_PROBLEM TO SOLVE_.
Without carrying over a single picture, write out the records below exactly.

_DATA LISTING_.
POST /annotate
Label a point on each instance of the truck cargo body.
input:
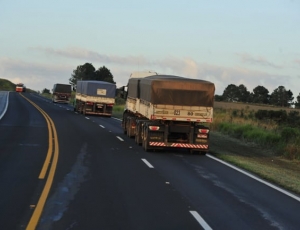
(95, 97)
(61, 93)
(20, 87)
(169, 111)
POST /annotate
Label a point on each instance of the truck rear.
(165, 111)
(20, 87)
(61, 93)
(95, 97)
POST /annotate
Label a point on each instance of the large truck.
(20, 87)
(61, 93)
(165, 111)
(95, 97)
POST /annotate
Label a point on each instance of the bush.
(289, 134)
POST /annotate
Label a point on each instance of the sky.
(237, 42)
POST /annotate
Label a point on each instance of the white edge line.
(5, 106)
(256, 178)
(120, 138)
(147, 163)
(200, 220)
(116, 118)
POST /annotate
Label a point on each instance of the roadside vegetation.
(273, 130)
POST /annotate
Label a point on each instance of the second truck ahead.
(95, 97)
(165, 111)
(61, 93)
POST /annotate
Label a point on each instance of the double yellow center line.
(53, 152)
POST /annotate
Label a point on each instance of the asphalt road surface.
(103, 180)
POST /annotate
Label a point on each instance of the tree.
(82, 72)
(260, 95)
(218, 98)
(243, 93)
(88, 72)
(104, 74)
(281, 97)
(297, 103)
(46, 91)
(235, 93)
(230, 93)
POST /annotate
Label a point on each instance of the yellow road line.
(53, 140)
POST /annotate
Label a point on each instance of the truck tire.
(145, 140)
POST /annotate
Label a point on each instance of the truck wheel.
(145, 140)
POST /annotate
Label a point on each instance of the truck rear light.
(154, 128)
(203, 130)
(202, 135)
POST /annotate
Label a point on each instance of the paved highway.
(104, 181)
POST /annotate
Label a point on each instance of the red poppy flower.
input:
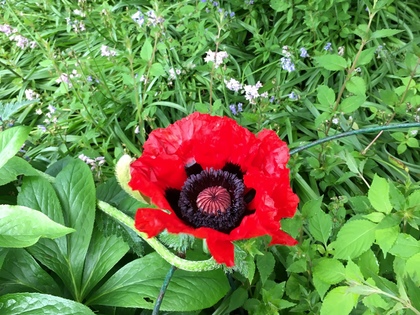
(215, 180)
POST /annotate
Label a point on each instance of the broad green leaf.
(356, 85)
(412, 268)
(386, 32)
(137, 284)
(22, 227)
(339, 301)
(21, 272)
(265, 265)
(379, 195)
(146, 51)
(405, 246)
(14, 167)
(11, 140)
(366, 56)
(329, 270)
(354, 238)
(104, 252)
(386, 237)
(352, 103)
(326, 97)
(320, 286)
(331, 62)
(320, 225)
(40, 304)
(76, 192)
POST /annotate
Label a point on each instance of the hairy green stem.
(163, 290)
(165, 253)
(352, 133)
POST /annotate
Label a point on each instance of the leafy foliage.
(89, 79)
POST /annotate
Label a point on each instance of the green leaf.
(40, 304)
(405, 246)
(146, 51)
(76, 191)
(21, 272)
(329, 270)
(137, 284)
(412, 268)
(11, 140)
(339, 301)
(379, 195)
(356, 85)
(104, 252)
(386, 32)
(14, 167)
(331, 62)
(366, 56)
(386, 237)
(156, 70)
(265, 265)
(354, 238)
(352, 103)
(326, 97)
(320, 225)
(22, 227)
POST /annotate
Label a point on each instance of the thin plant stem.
(163, 290)
(352, 133)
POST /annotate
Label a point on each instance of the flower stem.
(163, 290)
(165, 253)
(352, 133)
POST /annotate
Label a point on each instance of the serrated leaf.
(386, 238)
(354, 238)
(366, 56)
(378, 195)
(339, 301)
(405, 246)
(40, 304)
(265, 265)
(11, 140)
(356, 85)
(352, 103)
(146, 51)
(326, 97)
(22, 227)
(386, 32)
(320, 225)
(329, 270)
(14, 167)
(137, 285)
(332, 62)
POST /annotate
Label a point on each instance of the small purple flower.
(293, 96)
(303, 52)
(287, 64)
(328, 47)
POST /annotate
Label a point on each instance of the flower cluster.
(216, 57)
(95, 164)
(236, 109)
(152, 18)
(215, 180)
(21, 41)
(31, 95)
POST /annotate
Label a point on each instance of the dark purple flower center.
(212, 198)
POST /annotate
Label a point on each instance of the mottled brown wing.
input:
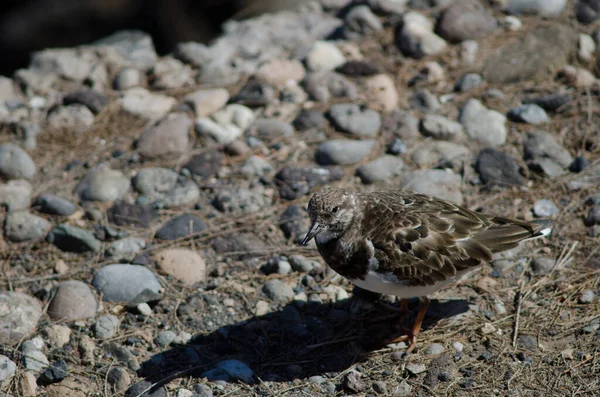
(423, 240)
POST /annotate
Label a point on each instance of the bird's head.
(331, 210)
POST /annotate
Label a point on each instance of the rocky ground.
(153, 206)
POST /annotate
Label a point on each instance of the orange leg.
(411, 335)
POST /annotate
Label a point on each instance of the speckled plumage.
(394, 241)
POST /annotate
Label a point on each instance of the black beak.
(314, 230)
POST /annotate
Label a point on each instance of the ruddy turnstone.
(408, 244)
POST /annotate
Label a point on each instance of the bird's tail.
(507, 233)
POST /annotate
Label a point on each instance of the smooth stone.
(106, 326)
(122, 283)
(155, 182)
(325, 85)
(468, 81)
(131, 215)
(23, 226)
(545, 208)
(92, 99)
(128, 78)
(380, 169)
(181, 226)
(343, 151)
(424, 101)
(541, 146)
(73, 117)
(415, 37)
(206, 102)
(440, 127)
(278, 291)
(434, 349)
(448, 154)
(553, 46)
(73, 300)
(16, 194)
(496, 167)
(125, 249)
(401, 124)
(169, 73)
(57, 335)
(243, 200)
(529, 113)
(353, 119)
(15, 163)
(438, 183)
(324, 56)
(484, 125)
(73, 239)
(19, 315)
(309, 119)
(269, 129)
(279, 72)
(142, 103)
(543, 8)
(360, 20)
(103, 184)
(237, 115)
(255, 94)
(53, 205)
(256, 166)
(205, 164)
(184, 265)
(119, 379)
(169, 137)
(221, 134)
(466, 20)
(8, 368)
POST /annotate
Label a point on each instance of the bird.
(408, 244)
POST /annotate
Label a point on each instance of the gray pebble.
(530, 114)
(433, 349)
(256, 166)
(303, 265)
(106, 326)
(343, 151)
(122, 283)
(20, 316)
(351, 118)
(54, 205)
(468, 81)
(7, 368)
(15, 163)
(587, 296)
(380, 169)
(278, 291)
(23, 226)
(125, 249)
(73, 300)
(103, 184)
(483, 125)
(440, 127)
(165, 338)
(545, 208)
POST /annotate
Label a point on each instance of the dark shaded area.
(319, 338)
(31, 25)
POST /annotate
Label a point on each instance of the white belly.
(389, 284)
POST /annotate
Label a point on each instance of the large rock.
(19, 315)
(552, 46)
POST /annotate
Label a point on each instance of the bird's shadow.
(295, 342)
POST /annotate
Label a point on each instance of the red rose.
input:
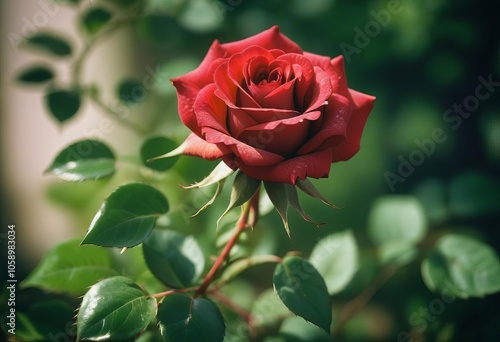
(265, 107)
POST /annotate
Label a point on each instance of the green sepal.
(243, 189)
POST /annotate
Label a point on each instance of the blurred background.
(432, 133)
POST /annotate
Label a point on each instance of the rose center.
(265, 77)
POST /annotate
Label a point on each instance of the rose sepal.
(283, 195)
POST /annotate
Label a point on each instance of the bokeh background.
(420, 58)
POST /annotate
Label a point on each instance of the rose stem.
(240, 227)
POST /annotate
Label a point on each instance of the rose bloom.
(275, 112)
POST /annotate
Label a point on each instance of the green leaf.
(127, 216)
(397, 218)
(282, 196)
(474, 194)
(239, 266)
(243, 189)
(131, 92)
(43, 318)
(278, 196)
(184, 319)
(268, 310)
(219, 173)
(308, 187)
(114, 309)
(63, 104)
(51, 43)
(336, 259)
(95, 19)
(36, 74)
(70, 268)
(200, 16)
(463, 266)
(303, 291)
(397, 252)
(154, 147)
(175, 259)
(295, 329)
(84, 160)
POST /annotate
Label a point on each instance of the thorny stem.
(169, 292)
(240, 227)
(114, 114)
(77, 68)
(233, 306)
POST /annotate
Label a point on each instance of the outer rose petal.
(316, 165)
(281, 136)
(363, 105)
(210, 110)
(249, 154)
(335, 69)
(195, 146)
(191, 83)
(269, 39)
(335, 123)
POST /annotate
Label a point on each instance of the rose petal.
(282, 136)
(335, 69)
(269, 39)
(316, 165)
(238, 120)
(190, 84)
(210, 110)
(236, 70)
(195, 146)
(249, 154)
(263, 115)
(335, 121)
(304, 75)
(231, 93)
(362, 106)
(321, 90)
(280, 98)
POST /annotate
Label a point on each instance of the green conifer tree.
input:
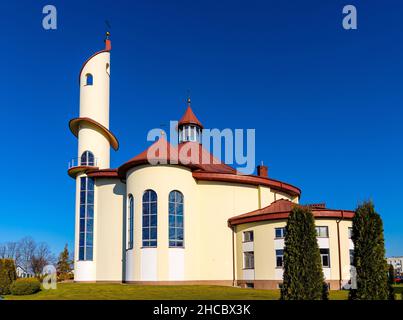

_OUTPUT FOR THIS TASK_.
POST /annotate
Label a point on each instance of the truck cargo body.
input:
(95, 97)
(61, 93)
(20, 87)
(169, 111)
POST /annotate
Label a point on each instance of the truck rear.
(165, 111)
(20, 87)
(61, 93)
(95, 97)
POST /annotate
Label a point on each instance of the large truck.
(20, 87)
(61, 93)
(165, 111)
(95, 97)
POST /annotate
Label a point on each instance of the bush.
(289, 134)
POST /annotate
Label a point on each instance of the sky.
(237, 42)
POST /annotate
Label a point on each instance of the white edge line.
(5, 106)
(256, 178)
(120, 138)
(147, 163)
(200, 220)
(116, 118)
POST /annotate
Label a point on each instance of the roadside vegetation.
(273, 130)
POST /annotate
Label a point on each instance of the second truck ahead.
(95, 97)
(165, 111)
(61, 93)
POST /annotate
Label a point on each instance of the double yellow center line.
(53, 152)
POST /annotate
Label a point on each instance of the asphalt road surface.
(103, 180)
POST /annotate
Label a point on each instance of the tree.
(82, 72)
(260, 95)
(218, 98)
(243, 93)
(88, 72)
(104, 74)
(281, 97)
(297, 103)
(46, 91)
(235, 93)
(230, 93)
POST /annotate
Label a point on each instance of the yellow road line.
(53, 140)
POST /annotate
Label a point on each instance of the truck tire.
(145, 140)
POST /annotate
Label a point on each instance of the truck wheel.
(145, 140)
POST /annotate
Label a point on each instance of the truck rear light.
(154, 128)
(203, 130)
(202, 135)
POST /annotate
Label a point on each instance of the paved highway.
(104, 181)
POST /annotate
Label a point on each instance of the red poppy flower.
input:
(215, 180)
POST /annotate
Label a point on each instance of the broad green leaf.
(356, 85)
(412, 268)
(386, 32)
(137, 284)
(22, 227)
(339, 301)
(21, 272)
(265, 265)
(379, 195)
(146, 51)
(405, 246)
(14, 167)
(11, 140)
(366, 56)
(329, 270)
(354, 238)
(104, 252)
(386, 237)
(352, 103)
(326, 97)
(320, 286)
(331, 62)
(320, 225)
(40, 304)
(76, 192)
POST /annotate
Label a point on each instance of the hairy green stem.
(163, 290)
(165, 253)
(352, 133)
POST /annotate
Label a point on each instance of the leafy foliage.
(89, 79)
POST /annotate
Label a point on each instance of the green leaf.
(40, 304)
(405, 246)
(146, 51)
(76, 191)
(21, 272)
(329, 270)
(137, 284)
(412, 268)
(11, 140)
(339, 301)
(379, 195)
(356, 85)
(104, 252)
(386, 32)
(14, 167)
(331, 62)
(366, 56)
(386, 237)
(156, 70)
(265, 265)
(354, 238)
(352, 103)
(326, 97)
(320, 225)
(22, 227)
POST /annotate
Label a point on each instance of the thin plant stem.
(163, 290)
(352, 133)
POST /annotate
Label a point on each instance of the flower stem.
(163, 290)
(165, 253)
(352, 133)
POST /annotate
Label a point on each instance of the serrated leaf.
(386, 238)
(354, 238)
(366, 56)
(378, 195)
(339, 301)
(405, 246)
(40, 304)
(265, 265)
(11, 140)
(356, 85)
(352, 103)
(146, 51)
(326, 97)
(22, 227)
(386, 32)
(320, 225)
(329, 270)
(14, 167)
(137, 285)
(332, 62)
POST /annotate
Label a point on each instance of the small purple flower.
(293, 96)
(303, 52)
(287, 64)
(328, 47)
POST /annotate
Label a point on each instance of the flower cluster.
(216, 57)
(95, 164)
(236, 109)
(152, 18)
(215, 180)
(21, 41)
(31, 95)
POST /annotate
Label a point on each instance of the dark purple flower center.
(212, 198)
POST /annotate
Label a point on each instance of the mottled brown wing.
input:
(423, 240)
POST /annotate
Label a point on each instance of the bird's head.
(331, 210)
POST /annotate
Label a point on each instance of the rocky ground.
(153, 206)
POST /annotate
Label a point on each instance of the orange leg.
(411, 335)
POST /annotate
Label a point on each instance of the speckled plumage.
(394, 241)
POST /annotate
Label a point on each instance of the black beak.
(314, 230)
POST /annotate
Label a point on each instance of the ruddy turnstone.
(408, 244)
POST /annotate
Label a point on each instance of the bird's tail.
(507, 233)
POST /annotate
Label a point on each instance of the smooth stone.
(106, 326)
(122, 283)
(155, 182)
(325, 85)
(468, 81)
(131, 215)
(23, 226)
(545, 208)
(92, 99)
(128, 78)
(380, 169)
(181, 226)
(343, 151)
(424, 101)
(541, 146)
(73, 117)
(415, 37)
(206, 102)
(440, 127)
(278, 291)
(434, 349)
(448, 154)
(553, 46)
(73, 300)
(16, 194)
(496, 167)
(125, 249)
(401, 124)
(169, 73)
(57, 335)
(243, 200)
(529, 113)
(353, 119)
(15, 163)
(438, 183)
(324, 56)
(484, 125)
(73, 239)
(19, 315)
(309, 119)
(269, 129)
(279, 72)
(142, 103)
(543, 8)
(360, 20)
(103, 184)
(237, 115)
(255, 94)
(53, 205)
(256, 166)
(205, 164)
(184, 265)
(119, 379)
(169, 137)
(221, 134)
(466, 20)
(8, 368)
POST /annotate
Label a point on each instance of the bird.
(408, 244)
POST /annotate
Label a point on each instance of the gray pebble.
(530, 114)
(433, 349)
(256, 166)
(303, 265)
(106, 326)
(343, 151)
(122, 283)
(20, 316)
(351, 118)
(54, 205)
(468, 81)
(7, 368)
(15, 163)
(587, 296)
(380, 169)
(278, 291)
(23, 226)
(125, 249)
(73, 300)
(103, 184)
(483, 125)
(440, 127)
(165, 338)
(545, 208)
POST /annotate
Label a point on each instance of the dark shaded area.
(319, 338)
(31, 25)
POST /annotate
Label a point on each instance of the white belly.
(389, 284)
POST /annotate
Label a point on each instance of the large rock.
(19, 315)
(552, 46)
POST /annotate
Label a point on each instance of the bird's shadow.
(295, 342)
POST /annotate
Label a point on each instance of the red rose.
input:
(265, 107)
POST /annotate
Label a point on each instance of the green sepal.
(243, 189)
POST /annotate
Label a point on each instance of the blurred background.
(432, 133)
POST /annotate
Label a point on each instance of the rose center.
(265, 77)
POST /annotate
Label a point on each instance of the rose sepal.
(283, 195)
POST /annotate
Label a point on each instance of the bokeh background.
(420, 58)
POST /annotate
Label a point on each instance of the rose stem.
(240, 227)
POST /annotate
Label a point on each instance of the rose bloom.
(275, 112)
POST /annotate
Label a point on each instance of the green leaf.
(127, 216)
(397, 218)
(282, 196)
(474, 194)
(239, 266)
(243, 189)
(131, 92)
(43, 318)
(278, 196)
(184, 319)
(268, 310)
(219, 173)
(308, 187)
(114, 309)
(63, 104)
(51, 43)
(336, 259)
(95, 19)
(36, 74)
(70, 268)
(200, 16)
(463, 266)
(303, 291)
(397, 252)
(154, 147)
(175, 259)
(295, 329)
(84, 160)
POST /annotate
Label a point on each instance of the thorny stem.
(169, 292)
(240, 227)
(114, 114)
(77, 68)
(233, 306)
POST /annotate
Label a point on each instance of the outer rose petal.
(316, 165)
(281, 136)
(363, 105)
(210, 110)
(249, 154)
(335, 69)
(195, 146)
(191, 83)
(269, 39)
(335, 123)
POST /annotate
Label a point on each instance of the rose petal.
(282, 136)
(335, 69)
(269, 39)
(316, 165)
(238, 120)
(190, 84)
(210, 110)
(236, 70)
(195, 146)
(249, 154)
(263, 115)
(335, 121)
(304, 75)
(231, 93)
(362, 106)
(321, 90)
(280, 98)
POST /annotate
Label a point on each instance of the green conifer tree.
input:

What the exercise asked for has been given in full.